* _RECORDS SHOWN_
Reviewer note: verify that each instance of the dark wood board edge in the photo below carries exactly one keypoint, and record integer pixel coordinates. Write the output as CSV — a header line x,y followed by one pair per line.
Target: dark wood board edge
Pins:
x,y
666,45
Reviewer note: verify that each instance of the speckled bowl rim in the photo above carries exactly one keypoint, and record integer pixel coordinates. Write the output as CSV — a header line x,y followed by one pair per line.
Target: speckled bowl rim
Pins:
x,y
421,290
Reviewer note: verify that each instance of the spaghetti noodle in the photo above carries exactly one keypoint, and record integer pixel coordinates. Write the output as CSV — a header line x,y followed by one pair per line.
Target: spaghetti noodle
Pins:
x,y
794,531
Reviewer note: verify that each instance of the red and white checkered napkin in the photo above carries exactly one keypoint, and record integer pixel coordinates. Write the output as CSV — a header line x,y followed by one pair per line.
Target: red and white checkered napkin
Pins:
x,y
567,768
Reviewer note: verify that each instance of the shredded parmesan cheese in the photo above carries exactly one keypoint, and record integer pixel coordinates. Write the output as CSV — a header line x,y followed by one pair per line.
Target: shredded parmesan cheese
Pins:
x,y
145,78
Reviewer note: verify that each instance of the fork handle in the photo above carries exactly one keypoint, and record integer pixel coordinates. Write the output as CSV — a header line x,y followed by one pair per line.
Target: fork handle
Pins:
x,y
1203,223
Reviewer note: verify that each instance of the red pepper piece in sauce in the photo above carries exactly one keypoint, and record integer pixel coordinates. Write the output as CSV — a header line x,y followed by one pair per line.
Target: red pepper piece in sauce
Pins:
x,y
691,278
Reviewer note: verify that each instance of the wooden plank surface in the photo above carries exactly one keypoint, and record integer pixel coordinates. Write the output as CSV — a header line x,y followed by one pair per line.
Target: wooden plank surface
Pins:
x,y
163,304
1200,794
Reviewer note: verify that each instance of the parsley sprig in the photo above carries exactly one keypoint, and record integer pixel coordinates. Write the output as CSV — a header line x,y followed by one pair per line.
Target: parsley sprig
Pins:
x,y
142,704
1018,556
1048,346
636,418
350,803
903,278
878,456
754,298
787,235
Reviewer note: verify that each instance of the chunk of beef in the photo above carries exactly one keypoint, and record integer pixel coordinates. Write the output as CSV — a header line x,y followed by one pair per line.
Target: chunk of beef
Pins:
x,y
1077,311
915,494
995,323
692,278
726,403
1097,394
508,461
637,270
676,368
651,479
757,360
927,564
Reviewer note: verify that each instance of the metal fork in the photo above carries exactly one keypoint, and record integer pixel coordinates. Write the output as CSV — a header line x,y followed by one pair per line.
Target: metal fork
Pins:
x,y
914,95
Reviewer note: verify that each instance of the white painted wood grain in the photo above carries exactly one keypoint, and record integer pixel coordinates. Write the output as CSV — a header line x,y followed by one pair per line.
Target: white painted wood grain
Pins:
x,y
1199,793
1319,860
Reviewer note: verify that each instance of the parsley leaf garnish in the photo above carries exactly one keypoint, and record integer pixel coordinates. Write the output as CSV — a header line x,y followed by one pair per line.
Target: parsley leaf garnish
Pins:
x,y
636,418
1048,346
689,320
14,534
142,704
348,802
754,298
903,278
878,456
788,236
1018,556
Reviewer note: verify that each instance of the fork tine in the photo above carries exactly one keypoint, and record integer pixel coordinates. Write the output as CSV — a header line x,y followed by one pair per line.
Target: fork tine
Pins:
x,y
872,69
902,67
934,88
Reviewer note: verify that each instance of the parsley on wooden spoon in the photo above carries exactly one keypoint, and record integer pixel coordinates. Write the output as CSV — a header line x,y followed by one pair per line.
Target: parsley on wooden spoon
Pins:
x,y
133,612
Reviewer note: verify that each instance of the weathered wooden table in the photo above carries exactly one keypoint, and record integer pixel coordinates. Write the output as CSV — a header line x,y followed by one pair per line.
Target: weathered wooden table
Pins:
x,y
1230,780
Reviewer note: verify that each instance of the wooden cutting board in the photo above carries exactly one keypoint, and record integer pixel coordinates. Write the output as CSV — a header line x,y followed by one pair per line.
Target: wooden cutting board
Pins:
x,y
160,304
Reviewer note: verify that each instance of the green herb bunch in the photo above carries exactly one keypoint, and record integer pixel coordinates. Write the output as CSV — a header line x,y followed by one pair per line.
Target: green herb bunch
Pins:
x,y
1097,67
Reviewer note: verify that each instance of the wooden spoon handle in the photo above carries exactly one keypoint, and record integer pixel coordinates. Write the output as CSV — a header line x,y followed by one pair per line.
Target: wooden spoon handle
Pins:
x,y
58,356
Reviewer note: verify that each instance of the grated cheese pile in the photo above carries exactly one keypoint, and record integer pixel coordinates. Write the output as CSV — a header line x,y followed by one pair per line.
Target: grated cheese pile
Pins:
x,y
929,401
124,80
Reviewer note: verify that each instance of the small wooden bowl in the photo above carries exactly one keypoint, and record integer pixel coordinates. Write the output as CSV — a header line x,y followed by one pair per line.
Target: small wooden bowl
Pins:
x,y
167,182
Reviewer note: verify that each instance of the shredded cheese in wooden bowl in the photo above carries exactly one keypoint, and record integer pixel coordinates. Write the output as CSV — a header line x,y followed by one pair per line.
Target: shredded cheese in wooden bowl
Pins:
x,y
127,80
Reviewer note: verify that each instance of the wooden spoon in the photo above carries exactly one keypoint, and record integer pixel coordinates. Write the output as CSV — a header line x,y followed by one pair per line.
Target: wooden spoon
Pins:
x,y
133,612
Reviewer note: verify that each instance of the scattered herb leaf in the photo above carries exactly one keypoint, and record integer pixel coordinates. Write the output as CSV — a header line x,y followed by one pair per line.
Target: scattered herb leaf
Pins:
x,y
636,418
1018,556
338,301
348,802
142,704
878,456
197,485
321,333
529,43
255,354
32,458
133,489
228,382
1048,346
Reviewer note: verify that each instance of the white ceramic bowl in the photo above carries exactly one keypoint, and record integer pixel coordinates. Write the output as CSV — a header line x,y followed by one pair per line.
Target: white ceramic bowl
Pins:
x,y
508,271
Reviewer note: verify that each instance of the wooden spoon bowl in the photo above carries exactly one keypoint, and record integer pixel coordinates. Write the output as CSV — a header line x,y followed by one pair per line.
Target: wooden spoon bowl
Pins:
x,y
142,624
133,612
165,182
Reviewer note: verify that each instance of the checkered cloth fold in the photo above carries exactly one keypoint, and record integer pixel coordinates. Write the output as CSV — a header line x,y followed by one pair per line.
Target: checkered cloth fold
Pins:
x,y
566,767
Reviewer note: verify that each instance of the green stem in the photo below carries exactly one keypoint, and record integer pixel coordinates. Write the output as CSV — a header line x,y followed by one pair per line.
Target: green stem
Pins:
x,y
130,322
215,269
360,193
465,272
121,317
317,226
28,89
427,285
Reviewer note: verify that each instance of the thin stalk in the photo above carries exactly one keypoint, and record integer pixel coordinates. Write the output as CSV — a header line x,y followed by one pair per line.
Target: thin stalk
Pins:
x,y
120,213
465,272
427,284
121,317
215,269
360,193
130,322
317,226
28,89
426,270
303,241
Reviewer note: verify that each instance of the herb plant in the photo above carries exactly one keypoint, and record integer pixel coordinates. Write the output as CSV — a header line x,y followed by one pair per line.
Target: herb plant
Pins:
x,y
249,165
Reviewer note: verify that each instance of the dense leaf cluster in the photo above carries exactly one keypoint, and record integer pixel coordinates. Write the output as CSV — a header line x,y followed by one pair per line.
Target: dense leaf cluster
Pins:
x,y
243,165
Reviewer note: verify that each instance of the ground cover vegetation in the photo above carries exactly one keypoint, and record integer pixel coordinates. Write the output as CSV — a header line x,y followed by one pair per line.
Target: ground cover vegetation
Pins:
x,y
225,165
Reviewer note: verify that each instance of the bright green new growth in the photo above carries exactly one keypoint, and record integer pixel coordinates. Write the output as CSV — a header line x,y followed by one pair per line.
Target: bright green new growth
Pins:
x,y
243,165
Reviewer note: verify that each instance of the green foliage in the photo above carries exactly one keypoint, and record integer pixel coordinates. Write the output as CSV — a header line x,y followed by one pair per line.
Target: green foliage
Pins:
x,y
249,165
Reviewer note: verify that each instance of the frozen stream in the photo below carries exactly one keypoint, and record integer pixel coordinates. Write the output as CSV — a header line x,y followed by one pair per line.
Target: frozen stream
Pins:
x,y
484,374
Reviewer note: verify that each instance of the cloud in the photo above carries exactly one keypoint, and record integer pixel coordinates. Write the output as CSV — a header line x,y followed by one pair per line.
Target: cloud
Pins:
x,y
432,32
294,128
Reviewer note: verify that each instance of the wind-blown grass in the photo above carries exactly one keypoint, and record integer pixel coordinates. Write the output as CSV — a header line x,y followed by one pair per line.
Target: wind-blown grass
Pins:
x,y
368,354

* _WHAT TO PRODUCE_
The response should be the listing above, limited to the lines between the one holding "Target: green herb bunch" and the one holding "Target: scattered herb leaf", inclusive, reproduced exactly.

* _SOLUTION FOR THIS PROBLEM_
Target: green herb bunch
Pins:
x,y
1097,67
Reviewer note: verify that each instance of the wooden spoon handle in the photo above carries exactly one keypoint, and record integer pixel coordinates. Write the output as CSV — a header line x,y followed by one pair per line.
Target: wooden spoon handle
Pins:
x,y
58,356
Reviewer note: verify that each instance of the grated cheese pile in the photo above carries exactly one keypoint, and record integer pixel coordinates. Write the output as CSV — a header line x,y followed by one pair per line.
Target: grated cheese pile
Pins:
x,y
929,401
124,80
Reviewer note: verify that each instance of the small wooden bowl in the photo above carries exactly one keypoint, and record integer pixel coordinates. Write the output as CSV — a header line x,y followed by one pair per line.
Target: small wooden bowl
Pins:
x,y
167,182
Reviewer note: verify that each instance of the shredded cheese in wooden bowl in the photo above carries exactly one keypoint, and record integer pixel coordinates. Write the output as CSV — a header line x,y followed by one pair per line.
Target: shredded cheese in wooden bowl
Pins:
x,y
127,80
Reviewer note: verify that each instance of the wooden spoon in the photo above carries exactly one keypoint, and record integer pixel coordinates. Write the output as CSV — a header line x,y followed by one pair per line.
Target: wooden spoon
Pins:
x,y
133,612
Reviewer note: verify that each instance of the scattered herb leaf in the photo above carries exactly one keypoint, and record integer pixel coordinates. Write the output as CSV — a header line x,y followed by one pair per line.
Target: scattered herb leaf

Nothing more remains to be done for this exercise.